#### [EXCERPT]

Posted on 08/12/2002 5:06:20 AM PDT by weegee

Reparations debate heats up

Push for slavery compensation enters political mainstream

By KRISTEN MACK Copyright 2002 Houston Chronicle

Houston lawyer Angela Matthews, 34, was a hesitant convert to the fight for paying money to blacks whose ancestors once toiled as U.S. slaves.

A California native with parents from Jamaica and no known slave ancestors, Matthews had trouble at first answering the question: "How does this directly affect me?"

As she studied the issue, however, she concluded that many modern-day disparities are the legacy of slavery, that years of unpaid labor unfairly shifted wealth from blacks to whites. She further decided that slavery's lingering effects on black America -- such as limited health care, housing and educational opportunities that echo through the generations -- entitle all blacks in this country to compensation from the government.

As she prepares to join an estimated 200 other Houstonians for a planned march in Washington, D.C., on Saturday, Matthews' conversion represents the transformation of the reparations movement from the fringe to the mainstream.

The movement promises to be divisive, as seen July 31 when the Houston City Council voted 8-7 not to support a House bill that would study slavery and the possibility of reparations.

"Very little surprises me in Texas," Matthews said of the vote. "People seem to be living more passive."

But a group packed council chambers the day before the vote to argue in favor of the resolution. And protesters over the weekend picketed the home of Councilman Michael Berry for voting against it.

Kofi Taharka, chairman of the Houston chapter of the National Black United Front, said the movement's tactics are typical of grass-roots organizations.

"It's not unlike many social movements, where it's the African-American press and word of mouth that energize our people," Taharka said. "People get to moving, and the so-called mainstream leaders try to catch up with the issue."

Once championed by fringe groups, the idea of compensating blacks for slavery is gaining support in the establishment realm of law and politics. It is seeing a national resurgence, with high-profile lawsuits filed or planned. The names behind the movement include lawyer Johnnie Cochran, Harvard law professor Charles Ogletree and U.S. Rep. John Conyers.

#### [PROVIDED DATA]
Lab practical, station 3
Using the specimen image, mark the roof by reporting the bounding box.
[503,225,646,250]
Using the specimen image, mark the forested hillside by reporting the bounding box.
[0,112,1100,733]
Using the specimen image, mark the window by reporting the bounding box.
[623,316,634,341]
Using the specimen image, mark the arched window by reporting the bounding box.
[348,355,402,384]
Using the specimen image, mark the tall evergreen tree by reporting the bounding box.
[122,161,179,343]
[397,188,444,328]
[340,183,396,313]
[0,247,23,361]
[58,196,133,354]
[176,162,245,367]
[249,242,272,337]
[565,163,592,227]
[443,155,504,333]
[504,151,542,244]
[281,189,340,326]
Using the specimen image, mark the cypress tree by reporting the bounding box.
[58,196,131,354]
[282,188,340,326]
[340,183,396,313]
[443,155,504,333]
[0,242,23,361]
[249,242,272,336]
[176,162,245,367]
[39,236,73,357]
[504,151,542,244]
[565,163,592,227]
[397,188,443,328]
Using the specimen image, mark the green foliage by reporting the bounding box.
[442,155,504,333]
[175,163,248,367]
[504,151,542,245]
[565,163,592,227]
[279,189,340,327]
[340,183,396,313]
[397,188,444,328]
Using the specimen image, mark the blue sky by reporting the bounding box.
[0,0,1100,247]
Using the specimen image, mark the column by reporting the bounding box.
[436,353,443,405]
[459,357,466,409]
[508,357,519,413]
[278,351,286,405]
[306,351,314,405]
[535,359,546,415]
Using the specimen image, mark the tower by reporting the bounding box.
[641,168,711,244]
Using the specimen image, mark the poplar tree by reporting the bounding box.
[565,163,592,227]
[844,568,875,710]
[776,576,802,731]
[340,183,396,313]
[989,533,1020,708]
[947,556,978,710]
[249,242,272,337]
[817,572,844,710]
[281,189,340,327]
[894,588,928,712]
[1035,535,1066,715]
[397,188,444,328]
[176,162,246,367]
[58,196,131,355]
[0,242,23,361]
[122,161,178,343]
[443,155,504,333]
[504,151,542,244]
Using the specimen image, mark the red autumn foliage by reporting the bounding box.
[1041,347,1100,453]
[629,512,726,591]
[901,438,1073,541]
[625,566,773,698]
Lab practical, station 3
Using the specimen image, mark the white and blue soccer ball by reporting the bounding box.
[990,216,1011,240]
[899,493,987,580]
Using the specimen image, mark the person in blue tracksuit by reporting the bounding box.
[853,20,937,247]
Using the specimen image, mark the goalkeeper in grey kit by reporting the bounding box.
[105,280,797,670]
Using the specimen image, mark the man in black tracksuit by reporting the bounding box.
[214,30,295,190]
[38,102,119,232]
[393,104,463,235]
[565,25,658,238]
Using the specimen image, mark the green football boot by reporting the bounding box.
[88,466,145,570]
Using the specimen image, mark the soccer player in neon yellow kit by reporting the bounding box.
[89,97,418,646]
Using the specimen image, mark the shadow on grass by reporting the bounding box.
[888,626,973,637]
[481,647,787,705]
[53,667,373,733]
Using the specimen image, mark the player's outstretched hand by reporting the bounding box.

#### [DO THIS]
In the reparations article, why did Angela Matthews decide that all blacks in the country are entitled to compensation from the government? Answer in one to three sentences.

#### [EXERCISE RESULT]
Matthews concluded that slavery's lingering effects on black America, such as limited health care, housing and educational opportunities that echo through the generations, entitle all blacks in the country to compensation. She had also come to see many modern-day disparities as the legacy of slavery, whose years of unpaid labor unfairly shifted wealth from blacks to whites.